[Problem] Turn every line from the one containing "target | jersey sleeve" through the end of the records, inclusive, into a JSON list of strings with one string per line. Leave out blank lines.

[Input]
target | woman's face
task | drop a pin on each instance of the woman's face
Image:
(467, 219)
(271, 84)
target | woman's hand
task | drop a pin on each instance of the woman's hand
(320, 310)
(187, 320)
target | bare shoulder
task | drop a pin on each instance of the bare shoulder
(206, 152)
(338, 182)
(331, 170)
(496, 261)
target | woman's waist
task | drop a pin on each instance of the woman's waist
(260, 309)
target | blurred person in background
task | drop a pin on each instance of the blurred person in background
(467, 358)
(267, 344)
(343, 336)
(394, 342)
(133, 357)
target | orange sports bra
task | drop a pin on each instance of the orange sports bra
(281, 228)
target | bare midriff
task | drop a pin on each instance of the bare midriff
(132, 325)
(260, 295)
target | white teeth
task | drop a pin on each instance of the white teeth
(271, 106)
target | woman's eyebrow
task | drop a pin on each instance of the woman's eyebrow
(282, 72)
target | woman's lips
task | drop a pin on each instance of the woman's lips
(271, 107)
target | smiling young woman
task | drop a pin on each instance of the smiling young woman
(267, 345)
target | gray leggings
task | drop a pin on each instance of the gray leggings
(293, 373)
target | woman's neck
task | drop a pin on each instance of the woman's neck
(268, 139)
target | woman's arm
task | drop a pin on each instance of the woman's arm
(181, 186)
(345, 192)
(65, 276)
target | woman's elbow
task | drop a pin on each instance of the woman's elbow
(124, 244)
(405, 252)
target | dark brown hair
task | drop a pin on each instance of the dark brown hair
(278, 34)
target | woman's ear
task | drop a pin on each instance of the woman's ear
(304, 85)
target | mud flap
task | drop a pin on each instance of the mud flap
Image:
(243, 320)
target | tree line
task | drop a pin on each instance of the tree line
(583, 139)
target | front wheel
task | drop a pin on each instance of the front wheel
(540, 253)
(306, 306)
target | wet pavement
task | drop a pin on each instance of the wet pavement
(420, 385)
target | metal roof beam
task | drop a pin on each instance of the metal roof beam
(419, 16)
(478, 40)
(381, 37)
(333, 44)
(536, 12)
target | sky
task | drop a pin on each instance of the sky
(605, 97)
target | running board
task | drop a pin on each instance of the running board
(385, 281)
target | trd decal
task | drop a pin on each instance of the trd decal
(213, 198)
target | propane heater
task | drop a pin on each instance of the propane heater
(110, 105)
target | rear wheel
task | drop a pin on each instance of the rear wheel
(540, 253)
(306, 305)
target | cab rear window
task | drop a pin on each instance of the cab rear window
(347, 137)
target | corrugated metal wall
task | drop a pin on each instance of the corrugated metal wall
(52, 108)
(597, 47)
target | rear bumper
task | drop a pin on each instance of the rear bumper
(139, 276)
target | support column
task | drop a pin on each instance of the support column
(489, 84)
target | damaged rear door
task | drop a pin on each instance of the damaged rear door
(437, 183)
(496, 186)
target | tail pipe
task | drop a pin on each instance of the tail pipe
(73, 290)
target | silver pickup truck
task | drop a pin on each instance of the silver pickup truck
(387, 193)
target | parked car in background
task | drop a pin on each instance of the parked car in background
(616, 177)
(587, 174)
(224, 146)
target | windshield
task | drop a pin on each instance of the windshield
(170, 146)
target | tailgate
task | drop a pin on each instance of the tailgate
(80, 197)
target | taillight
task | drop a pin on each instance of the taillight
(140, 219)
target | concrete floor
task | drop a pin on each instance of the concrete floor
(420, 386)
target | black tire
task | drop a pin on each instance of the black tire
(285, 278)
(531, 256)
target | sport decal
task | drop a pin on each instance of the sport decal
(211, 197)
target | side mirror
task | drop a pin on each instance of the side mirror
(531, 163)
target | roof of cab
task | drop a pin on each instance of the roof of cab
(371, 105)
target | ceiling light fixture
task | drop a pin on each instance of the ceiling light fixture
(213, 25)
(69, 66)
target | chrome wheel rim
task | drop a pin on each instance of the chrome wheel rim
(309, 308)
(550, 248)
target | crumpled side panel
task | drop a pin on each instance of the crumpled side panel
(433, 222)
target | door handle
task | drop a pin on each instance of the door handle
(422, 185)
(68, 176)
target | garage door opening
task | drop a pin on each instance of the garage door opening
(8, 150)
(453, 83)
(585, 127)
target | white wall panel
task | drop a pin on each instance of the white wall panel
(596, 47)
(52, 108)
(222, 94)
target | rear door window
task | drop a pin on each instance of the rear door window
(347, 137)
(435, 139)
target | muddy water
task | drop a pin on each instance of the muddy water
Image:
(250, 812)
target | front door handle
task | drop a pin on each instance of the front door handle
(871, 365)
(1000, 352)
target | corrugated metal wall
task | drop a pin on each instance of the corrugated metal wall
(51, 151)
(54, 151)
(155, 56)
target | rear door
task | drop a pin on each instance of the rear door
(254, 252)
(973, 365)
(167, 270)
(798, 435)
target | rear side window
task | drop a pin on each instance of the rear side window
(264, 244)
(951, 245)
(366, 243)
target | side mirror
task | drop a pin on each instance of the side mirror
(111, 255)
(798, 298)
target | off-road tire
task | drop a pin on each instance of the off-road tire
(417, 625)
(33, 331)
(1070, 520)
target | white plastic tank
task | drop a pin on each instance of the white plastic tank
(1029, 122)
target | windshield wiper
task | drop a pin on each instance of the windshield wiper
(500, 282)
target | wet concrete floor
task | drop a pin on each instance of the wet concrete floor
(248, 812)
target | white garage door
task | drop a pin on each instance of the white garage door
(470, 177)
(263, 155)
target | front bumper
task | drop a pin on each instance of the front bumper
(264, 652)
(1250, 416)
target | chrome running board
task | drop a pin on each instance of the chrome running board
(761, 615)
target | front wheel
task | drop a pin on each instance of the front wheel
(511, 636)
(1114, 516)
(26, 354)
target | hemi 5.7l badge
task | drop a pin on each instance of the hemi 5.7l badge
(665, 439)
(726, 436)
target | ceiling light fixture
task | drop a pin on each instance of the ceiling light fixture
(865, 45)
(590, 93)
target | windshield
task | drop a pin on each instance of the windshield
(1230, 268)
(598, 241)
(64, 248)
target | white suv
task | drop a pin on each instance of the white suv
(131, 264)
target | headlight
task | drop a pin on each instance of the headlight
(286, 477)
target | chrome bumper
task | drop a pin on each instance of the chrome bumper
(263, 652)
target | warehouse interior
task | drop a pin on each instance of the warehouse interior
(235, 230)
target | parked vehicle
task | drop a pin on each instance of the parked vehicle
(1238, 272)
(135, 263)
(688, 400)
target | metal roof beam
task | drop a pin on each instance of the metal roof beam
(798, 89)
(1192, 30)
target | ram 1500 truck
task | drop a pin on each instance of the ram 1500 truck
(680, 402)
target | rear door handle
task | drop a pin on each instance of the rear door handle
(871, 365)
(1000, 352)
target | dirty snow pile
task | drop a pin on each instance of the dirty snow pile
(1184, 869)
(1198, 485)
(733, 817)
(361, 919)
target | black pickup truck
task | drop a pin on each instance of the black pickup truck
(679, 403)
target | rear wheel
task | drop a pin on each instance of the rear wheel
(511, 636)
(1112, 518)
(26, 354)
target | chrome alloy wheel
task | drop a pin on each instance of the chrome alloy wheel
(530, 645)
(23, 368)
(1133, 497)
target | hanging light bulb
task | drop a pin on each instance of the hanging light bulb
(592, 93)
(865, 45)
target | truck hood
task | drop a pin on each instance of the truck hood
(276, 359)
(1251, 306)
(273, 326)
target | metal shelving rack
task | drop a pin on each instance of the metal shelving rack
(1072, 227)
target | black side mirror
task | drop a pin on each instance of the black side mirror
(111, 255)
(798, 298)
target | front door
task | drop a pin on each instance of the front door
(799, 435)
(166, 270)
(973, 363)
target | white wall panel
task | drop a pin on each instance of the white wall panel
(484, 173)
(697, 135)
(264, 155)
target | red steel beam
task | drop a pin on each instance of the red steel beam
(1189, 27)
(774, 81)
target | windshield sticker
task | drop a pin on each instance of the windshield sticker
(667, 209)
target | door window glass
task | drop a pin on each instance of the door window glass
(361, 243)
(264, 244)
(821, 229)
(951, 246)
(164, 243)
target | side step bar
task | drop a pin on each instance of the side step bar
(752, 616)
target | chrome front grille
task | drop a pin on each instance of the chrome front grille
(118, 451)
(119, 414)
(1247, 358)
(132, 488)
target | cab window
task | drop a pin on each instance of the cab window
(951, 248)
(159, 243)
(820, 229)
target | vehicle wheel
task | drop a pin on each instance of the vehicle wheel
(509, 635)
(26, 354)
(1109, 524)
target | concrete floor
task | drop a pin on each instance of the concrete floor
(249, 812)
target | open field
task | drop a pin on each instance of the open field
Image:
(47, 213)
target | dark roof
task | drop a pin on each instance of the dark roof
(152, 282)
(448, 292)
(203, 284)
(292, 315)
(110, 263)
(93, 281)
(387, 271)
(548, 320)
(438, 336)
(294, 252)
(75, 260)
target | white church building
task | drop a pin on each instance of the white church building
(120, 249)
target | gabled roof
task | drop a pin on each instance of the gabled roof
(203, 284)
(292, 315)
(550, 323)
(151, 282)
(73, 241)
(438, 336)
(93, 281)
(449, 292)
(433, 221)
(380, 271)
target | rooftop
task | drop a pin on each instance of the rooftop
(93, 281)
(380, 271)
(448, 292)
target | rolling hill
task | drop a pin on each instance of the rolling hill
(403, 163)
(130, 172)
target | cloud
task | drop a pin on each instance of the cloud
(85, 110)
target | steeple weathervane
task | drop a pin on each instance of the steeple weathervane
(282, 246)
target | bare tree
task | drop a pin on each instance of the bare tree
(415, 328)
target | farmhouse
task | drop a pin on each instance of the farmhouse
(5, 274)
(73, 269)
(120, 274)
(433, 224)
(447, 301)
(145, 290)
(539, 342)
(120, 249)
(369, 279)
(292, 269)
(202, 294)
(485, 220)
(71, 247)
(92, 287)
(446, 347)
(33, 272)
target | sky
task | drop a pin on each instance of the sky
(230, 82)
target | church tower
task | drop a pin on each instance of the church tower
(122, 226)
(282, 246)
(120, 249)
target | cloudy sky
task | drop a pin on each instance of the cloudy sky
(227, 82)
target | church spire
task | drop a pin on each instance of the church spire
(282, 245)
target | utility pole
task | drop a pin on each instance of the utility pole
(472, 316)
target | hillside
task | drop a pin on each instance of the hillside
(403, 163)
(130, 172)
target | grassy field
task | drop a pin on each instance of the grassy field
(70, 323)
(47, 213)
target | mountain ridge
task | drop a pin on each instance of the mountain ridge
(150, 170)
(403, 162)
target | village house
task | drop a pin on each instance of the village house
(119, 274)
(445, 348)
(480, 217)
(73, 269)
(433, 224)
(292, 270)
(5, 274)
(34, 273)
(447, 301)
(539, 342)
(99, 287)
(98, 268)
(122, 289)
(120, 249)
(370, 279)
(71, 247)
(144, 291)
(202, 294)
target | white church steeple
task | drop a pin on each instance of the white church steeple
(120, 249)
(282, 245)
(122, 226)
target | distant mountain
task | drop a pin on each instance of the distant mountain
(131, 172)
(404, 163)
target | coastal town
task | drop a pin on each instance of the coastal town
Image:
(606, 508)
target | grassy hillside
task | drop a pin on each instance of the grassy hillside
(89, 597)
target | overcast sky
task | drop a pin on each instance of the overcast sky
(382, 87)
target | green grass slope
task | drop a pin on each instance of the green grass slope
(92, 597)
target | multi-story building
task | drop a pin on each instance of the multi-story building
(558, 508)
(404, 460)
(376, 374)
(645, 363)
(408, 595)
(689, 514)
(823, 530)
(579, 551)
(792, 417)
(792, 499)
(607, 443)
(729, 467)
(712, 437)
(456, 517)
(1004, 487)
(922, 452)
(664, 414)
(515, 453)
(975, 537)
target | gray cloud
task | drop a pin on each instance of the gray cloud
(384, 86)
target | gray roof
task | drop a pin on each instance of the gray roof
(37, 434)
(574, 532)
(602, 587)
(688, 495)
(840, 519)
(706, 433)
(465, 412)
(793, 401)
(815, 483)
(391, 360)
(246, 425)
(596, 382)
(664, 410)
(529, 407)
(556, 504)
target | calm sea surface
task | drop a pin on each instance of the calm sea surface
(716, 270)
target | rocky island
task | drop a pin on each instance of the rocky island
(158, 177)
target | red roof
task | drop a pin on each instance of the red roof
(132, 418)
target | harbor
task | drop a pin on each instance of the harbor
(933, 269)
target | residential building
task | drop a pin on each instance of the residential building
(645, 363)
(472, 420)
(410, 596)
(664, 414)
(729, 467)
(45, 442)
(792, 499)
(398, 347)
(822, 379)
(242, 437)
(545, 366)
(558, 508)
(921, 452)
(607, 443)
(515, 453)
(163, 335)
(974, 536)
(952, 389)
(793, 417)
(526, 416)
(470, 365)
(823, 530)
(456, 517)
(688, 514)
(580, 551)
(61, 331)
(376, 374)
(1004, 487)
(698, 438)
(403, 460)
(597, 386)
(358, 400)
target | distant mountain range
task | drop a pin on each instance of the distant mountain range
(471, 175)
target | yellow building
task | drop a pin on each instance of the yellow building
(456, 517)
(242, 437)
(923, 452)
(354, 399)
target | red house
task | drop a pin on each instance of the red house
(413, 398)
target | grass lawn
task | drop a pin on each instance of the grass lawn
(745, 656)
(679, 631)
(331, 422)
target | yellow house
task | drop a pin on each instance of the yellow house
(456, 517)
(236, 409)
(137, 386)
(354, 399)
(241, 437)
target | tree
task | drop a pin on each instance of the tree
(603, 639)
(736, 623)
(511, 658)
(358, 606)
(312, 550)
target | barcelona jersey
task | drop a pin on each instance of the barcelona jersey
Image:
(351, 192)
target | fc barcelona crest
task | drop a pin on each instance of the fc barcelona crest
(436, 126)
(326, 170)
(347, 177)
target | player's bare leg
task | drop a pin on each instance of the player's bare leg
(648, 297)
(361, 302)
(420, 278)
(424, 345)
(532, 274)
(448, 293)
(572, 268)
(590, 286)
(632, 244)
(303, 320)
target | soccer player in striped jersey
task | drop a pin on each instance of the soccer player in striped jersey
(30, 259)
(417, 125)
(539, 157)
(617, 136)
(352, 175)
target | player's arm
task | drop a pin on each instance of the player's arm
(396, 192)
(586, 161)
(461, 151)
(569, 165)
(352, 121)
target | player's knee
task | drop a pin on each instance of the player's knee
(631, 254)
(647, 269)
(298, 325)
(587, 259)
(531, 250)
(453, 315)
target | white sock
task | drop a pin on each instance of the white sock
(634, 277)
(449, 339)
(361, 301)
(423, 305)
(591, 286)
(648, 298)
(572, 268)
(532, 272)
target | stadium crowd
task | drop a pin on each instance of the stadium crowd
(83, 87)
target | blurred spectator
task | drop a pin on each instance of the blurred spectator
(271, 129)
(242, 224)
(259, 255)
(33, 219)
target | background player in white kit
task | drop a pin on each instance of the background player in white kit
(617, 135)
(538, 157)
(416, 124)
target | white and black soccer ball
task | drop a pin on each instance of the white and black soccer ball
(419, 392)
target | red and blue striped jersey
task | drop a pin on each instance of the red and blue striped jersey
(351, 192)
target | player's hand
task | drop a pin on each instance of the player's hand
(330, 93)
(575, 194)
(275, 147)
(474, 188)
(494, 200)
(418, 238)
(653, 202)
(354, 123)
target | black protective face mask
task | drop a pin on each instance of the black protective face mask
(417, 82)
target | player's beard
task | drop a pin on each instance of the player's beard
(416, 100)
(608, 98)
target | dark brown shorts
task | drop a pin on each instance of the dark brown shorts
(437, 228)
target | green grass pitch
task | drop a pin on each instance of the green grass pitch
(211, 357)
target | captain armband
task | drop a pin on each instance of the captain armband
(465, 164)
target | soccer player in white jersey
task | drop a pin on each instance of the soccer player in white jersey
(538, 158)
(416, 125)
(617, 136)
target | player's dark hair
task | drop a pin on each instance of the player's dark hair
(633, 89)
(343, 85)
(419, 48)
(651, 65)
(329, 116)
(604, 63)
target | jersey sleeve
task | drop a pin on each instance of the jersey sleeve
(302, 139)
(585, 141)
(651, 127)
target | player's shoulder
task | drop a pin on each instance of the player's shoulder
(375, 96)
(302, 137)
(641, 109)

[Exercise output]
[
  "target | jersey sleeve",
  "task | drop a pin on each instance of the jersey sleeve",
  "(302, 139)",
  "(585, 141)",
  "(651, 127)",
  "target | player's shoulder",
  "task | drop a pin on each instance of the player's shoulder",
  "(375, 96)",
  "(302, 137)",
  "(641, 109)"
]